You are doing a lot of assuming.  Who is _"We?" _ I have several friends, ranging from ages 60 to 87 who stopped getting flu shots after being bedridden for a week after each one.  A friend who is 64 doesn't get flu shots on the advice of his doctor who previously suggested them due to his preexisting conditions (a common selling point).  He was hospitalized with breathing problems for two weeks after his last flu shot.
My sister got flu shots on the advice of her doctor - but stopped after being sick in bed for a week with the flu after each shot.
I've never had a flu shot, & only had the flu once 38 years ago.
As with the Covid vaccine, I tell everyone "If you're confident in the vaccine, go for it."  Funny how people who get the vaccine (Covid or Flu) often gain confidence by trying to convince others to make the same decision they make.  But most people who don't get the vaccine live & let live.


----------



## Ladybj

Capt Lightning said:


> Of course there are huge gaps in out knowledge, but one thing is clear and that is that the number of people dying from Covid-19.
> You can refuse to believe that if you want.  You can be the most cynical non-believer in the graveyard if you so choose.
> 
> Vaccines are only one weapon in our armoury, but they seem to be proving their worth.   As time goes on, I'm sure they will be improved and side effects lessened.  New medicines and treatments will doubtless come along too.
> Until then, if I was drowning and someone threw me a lifeline, I'd grab it .


For me, it depends on how safe the lifeline is. Hopefully new effective medicines will come along.


----------



## win231

JonDouglas said:


> I think some people are trying to point out the reality that the vaccine is not the panacea some others think it is.  What is hoped by professionals is that it will blunt or, at best, defang the virus.  No other flu vaccine has succeeded in eradicating any particular type of influenza and you shouldn't expect this to be any different.  We hope it will be, but don't expect it.  Also, basic tenets of our individual liberty suggest that each individual reserves the right to dictate what is or is not shot into his or her body.  Disagree with that tenet and promote the opposite at your peril.  Study your history and you might get the idea that some folks are looking more and more like Nazi Germany every day (e.g., forced vaccinations, travel papers and societal type restrictions, etc.
> 
> Personally, I an mot afraid of people who aren't vaccinated and don't wear a mask.  The thought of being otherwise reminds me of bad times past.


Something I've noticed about wearing masks.  I go for daily walks in a park.  I've been going there for several months.  When I started going there, almost everyone wore a mask.  I've been seeing more & more unmasked people over the past few weeks.  Today, maybe half were wearing masks.


----------



## Ladybj

win231 said:


> You are doing a lot of assuming.  Who is _"We?" _ I have several friends, ranging from ages 60 to 87 who stopped getting flu shots after being bedridden for a week after each one.  A friend who is 64 doesn't get flu shots on the advice of his doctor who previously suggested them due to his preexisting conditions (a common selling point).  He was hospitalized with breathing problems for two weeks after his last flu shot.
> My sister got flu shots on the advice of her doctor - but stopped after being sick in bed for a week with the flu after each shot.
> I've never had a flu shot, & only had the flu once 38 years ago.
> As with the Covid vaccine, I tell everyone "If you're confident in the vaccine, go for it."  Funny how people who get the vaccine (Covid or Flu) often gain confidence by trying to convince others make the same decision they make.  But most people who don't get the vaccine live & let live.

- Listed records:
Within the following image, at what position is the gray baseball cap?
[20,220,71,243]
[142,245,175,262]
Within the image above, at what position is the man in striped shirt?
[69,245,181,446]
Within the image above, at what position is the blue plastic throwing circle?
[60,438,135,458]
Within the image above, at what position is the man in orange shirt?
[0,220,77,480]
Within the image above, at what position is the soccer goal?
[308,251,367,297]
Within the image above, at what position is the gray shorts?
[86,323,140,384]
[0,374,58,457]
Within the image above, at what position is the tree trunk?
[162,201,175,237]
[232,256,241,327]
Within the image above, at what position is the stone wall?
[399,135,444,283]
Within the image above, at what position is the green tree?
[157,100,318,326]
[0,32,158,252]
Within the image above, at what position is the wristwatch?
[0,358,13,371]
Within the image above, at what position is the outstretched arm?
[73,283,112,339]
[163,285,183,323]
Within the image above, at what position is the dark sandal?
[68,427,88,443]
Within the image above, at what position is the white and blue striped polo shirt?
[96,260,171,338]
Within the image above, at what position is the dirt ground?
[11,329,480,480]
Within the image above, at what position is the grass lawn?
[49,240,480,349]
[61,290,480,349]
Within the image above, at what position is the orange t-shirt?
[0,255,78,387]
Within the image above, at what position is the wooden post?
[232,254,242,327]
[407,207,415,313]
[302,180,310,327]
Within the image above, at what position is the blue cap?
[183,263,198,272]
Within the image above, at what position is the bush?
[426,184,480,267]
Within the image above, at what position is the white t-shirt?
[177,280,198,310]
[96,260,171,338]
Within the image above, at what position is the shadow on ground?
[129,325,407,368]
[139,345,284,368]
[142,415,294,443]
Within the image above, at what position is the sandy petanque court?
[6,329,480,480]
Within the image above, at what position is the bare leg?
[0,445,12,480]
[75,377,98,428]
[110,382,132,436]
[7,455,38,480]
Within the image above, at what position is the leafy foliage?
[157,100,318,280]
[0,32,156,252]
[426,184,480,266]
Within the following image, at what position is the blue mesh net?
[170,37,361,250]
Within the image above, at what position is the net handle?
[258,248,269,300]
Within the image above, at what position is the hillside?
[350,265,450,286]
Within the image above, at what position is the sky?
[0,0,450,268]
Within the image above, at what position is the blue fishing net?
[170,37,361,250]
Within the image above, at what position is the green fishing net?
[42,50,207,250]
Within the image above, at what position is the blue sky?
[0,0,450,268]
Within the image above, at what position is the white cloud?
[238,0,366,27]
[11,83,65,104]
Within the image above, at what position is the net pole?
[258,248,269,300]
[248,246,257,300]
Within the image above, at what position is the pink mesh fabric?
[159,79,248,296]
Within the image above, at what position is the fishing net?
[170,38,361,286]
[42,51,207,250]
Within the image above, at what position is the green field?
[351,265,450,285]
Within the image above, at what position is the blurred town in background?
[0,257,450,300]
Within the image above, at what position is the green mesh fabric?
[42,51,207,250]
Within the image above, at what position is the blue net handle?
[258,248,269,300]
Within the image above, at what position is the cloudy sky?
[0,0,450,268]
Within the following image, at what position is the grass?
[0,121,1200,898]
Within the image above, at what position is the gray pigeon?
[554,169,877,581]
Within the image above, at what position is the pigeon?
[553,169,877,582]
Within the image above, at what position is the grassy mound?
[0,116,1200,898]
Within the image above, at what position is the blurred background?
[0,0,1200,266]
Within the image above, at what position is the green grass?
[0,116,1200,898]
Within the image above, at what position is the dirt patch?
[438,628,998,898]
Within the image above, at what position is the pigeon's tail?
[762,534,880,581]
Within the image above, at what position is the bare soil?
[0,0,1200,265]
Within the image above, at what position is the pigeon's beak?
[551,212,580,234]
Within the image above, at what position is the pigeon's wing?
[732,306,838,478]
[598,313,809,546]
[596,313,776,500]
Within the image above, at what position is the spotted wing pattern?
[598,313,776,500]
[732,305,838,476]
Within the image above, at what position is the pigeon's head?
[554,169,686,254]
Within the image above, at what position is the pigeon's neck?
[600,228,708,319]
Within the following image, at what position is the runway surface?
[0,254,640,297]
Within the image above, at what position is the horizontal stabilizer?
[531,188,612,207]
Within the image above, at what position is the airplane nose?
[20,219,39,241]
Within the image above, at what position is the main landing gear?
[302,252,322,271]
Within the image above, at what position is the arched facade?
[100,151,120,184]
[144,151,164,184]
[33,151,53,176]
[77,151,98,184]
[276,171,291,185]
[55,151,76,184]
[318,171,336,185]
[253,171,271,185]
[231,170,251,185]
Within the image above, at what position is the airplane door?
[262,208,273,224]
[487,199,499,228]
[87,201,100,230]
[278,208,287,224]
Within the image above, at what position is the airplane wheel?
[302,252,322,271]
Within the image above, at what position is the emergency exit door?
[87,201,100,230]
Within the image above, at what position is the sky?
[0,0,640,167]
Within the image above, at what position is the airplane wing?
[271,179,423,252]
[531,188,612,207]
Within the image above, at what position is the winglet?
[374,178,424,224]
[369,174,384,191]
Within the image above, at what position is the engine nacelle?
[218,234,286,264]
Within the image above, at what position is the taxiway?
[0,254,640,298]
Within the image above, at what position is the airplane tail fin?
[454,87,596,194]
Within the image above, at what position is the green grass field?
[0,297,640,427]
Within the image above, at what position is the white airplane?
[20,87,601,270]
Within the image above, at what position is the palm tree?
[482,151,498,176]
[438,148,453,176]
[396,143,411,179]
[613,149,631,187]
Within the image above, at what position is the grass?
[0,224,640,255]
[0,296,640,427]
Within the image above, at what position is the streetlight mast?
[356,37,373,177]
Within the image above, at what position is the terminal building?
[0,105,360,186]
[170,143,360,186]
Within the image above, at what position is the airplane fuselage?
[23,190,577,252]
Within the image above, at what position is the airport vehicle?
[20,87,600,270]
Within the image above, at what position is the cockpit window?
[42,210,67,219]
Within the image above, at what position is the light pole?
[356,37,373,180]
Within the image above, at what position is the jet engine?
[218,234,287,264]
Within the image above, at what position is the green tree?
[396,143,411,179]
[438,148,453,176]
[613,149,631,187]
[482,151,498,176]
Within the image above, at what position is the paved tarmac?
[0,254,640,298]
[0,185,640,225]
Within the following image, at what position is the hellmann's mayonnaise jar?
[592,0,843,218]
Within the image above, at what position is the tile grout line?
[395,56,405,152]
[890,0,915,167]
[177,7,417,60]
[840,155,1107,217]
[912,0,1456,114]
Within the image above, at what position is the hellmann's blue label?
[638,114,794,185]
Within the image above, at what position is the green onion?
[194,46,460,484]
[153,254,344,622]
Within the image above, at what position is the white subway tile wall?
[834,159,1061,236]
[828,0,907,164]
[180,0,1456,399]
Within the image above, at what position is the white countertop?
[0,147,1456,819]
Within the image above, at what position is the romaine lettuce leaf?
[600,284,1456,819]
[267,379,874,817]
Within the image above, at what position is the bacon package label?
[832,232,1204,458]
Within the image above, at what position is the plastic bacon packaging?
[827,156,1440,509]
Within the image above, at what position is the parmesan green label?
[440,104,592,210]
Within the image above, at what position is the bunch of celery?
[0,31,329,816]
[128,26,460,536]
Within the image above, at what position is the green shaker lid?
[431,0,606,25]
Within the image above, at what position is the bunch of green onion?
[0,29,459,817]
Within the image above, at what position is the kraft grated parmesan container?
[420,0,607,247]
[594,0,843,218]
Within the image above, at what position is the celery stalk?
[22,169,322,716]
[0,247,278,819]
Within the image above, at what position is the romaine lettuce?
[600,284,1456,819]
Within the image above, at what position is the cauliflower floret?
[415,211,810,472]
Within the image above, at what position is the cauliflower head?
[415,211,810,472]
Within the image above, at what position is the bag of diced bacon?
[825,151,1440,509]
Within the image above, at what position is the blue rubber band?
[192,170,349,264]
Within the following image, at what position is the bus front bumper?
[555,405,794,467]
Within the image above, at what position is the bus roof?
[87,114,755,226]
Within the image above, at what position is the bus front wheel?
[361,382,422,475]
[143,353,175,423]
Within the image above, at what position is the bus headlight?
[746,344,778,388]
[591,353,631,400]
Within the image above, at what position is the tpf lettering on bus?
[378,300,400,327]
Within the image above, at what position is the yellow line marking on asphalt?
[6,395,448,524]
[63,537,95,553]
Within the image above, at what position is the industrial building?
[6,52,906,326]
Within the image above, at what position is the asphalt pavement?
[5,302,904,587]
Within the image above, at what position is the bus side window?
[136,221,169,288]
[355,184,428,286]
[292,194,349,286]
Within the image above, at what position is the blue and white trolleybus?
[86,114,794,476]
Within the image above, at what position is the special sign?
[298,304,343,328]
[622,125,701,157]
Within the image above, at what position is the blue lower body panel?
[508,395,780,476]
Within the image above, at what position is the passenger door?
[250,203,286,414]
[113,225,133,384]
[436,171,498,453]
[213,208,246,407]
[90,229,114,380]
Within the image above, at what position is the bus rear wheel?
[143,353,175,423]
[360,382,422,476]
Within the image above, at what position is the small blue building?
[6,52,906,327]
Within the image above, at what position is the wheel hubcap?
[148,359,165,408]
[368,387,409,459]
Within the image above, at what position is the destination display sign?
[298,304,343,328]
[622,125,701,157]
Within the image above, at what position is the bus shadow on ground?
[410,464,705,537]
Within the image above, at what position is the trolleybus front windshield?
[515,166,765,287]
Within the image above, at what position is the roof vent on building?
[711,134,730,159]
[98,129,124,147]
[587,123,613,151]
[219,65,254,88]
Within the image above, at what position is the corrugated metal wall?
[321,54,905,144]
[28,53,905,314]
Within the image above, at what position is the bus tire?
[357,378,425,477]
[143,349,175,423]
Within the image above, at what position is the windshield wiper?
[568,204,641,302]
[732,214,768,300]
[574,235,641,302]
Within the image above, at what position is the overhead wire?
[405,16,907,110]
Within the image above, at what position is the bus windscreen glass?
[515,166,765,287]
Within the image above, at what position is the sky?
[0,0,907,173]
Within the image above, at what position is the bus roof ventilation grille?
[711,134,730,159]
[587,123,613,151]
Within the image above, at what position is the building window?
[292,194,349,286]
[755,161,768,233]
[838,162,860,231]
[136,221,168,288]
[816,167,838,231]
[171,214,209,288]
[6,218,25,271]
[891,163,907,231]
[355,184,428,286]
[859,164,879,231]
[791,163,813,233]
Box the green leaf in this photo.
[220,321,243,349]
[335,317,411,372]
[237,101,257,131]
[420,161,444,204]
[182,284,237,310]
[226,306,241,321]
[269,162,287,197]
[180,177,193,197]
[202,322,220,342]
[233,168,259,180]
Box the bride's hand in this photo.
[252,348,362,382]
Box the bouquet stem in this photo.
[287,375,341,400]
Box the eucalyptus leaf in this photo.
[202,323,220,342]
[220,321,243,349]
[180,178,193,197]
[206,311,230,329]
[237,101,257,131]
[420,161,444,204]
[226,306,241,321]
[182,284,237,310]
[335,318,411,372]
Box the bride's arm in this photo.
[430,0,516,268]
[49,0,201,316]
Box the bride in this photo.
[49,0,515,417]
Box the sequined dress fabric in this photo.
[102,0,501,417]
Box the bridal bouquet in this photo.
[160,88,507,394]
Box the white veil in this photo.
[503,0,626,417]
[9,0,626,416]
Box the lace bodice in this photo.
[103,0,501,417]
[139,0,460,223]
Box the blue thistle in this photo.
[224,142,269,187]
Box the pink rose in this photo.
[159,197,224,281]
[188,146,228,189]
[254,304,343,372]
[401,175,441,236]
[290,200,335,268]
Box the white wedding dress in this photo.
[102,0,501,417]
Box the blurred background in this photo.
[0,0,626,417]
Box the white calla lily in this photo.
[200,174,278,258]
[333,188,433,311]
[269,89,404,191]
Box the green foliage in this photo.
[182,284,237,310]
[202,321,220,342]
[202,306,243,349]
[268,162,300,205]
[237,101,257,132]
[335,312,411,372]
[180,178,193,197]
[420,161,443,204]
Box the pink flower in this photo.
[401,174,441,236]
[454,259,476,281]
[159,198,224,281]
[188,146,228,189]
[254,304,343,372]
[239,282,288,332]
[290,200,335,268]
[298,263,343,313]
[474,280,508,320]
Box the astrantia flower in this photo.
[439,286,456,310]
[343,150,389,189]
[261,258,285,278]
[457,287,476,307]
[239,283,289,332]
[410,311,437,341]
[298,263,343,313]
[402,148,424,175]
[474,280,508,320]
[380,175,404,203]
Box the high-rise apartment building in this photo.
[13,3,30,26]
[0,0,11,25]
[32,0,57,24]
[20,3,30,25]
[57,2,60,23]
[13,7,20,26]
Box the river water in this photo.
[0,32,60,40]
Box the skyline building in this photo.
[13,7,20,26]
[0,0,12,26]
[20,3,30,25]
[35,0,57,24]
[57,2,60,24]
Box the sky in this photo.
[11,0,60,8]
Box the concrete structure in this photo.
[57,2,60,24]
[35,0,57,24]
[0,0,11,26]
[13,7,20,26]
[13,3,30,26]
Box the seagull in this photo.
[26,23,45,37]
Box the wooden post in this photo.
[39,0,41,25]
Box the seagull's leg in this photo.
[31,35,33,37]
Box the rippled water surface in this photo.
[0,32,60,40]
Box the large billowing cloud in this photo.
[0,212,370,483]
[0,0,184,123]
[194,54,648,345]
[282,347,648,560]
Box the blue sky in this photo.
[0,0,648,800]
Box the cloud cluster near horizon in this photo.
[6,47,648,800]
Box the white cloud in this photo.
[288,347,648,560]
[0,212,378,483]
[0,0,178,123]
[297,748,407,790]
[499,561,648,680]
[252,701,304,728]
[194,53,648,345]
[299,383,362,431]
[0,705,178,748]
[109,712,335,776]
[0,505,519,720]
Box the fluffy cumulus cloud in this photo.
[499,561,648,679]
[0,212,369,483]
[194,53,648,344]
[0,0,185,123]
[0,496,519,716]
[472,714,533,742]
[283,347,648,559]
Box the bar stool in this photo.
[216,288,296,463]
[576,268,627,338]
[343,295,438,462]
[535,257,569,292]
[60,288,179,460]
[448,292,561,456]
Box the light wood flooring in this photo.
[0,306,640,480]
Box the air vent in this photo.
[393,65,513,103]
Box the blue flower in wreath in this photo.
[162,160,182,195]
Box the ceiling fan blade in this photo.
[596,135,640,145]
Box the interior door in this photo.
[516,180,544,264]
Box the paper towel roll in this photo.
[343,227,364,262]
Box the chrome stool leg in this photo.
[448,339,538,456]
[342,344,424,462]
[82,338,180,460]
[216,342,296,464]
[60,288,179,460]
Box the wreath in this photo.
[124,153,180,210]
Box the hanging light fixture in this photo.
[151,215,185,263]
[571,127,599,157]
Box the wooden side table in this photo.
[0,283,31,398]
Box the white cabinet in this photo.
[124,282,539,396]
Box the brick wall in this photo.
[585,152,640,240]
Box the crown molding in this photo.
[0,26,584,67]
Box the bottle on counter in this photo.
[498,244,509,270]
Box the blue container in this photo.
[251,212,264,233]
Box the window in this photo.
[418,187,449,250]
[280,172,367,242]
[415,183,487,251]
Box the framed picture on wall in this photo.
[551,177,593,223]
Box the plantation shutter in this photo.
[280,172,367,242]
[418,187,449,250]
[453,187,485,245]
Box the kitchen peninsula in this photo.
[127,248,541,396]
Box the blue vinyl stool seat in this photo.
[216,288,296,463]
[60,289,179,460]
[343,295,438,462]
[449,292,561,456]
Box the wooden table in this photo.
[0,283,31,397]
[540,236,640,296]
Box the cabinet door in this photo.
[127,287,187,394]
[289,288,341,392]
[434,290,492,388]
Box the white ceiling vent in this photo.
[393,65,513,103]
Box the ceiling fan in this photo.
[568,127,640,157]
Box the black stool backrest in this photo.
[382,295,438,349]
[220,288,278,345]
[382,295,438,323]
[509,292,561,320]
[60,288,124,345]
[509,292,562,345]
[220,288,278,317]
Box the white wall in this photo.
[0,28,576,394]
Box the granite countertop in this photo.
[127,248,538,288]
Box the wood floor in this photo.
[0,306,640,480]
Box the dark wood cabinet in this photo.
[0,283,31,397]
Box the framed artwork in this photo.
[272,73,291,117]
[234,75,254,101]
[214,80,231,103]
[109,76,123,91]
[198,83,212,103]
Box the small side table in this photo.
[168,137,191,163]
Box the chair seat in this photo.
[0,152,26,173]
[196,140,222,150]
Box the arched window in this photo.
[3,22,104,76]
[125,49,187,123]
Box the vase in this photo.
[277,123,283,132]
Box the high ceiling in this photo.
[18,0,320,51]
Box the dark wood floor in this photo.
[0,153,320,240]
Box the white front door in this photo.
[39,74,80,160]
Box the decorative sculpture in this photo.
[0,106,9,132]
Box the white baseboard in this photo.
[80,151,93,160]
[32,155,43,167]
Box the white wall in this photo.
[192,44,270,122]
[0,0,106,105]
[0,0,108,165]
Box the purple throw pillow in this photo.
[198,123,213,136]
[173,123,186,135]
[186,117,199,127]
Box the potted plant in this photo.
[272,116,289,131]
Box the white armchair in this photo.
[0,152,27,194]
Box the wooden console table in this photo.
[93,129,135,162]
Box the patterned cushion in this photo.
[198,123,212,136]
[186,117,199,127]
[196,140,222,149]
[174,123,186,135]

- Action item: Please retype the section of the vaccine thread from "Something I've noticed" to "were wearing masks.". You can leave the listing aside; it plays no part here.

- The completed task:
Something I've noticed about wearing masks.  I go for daily walks in a park.  I've been going there for several months.  When I started going there, almost everyone wore a mask.  I've been seeing more & more unmasked people over the past few weeks.  Today, maybe half were wearing masks.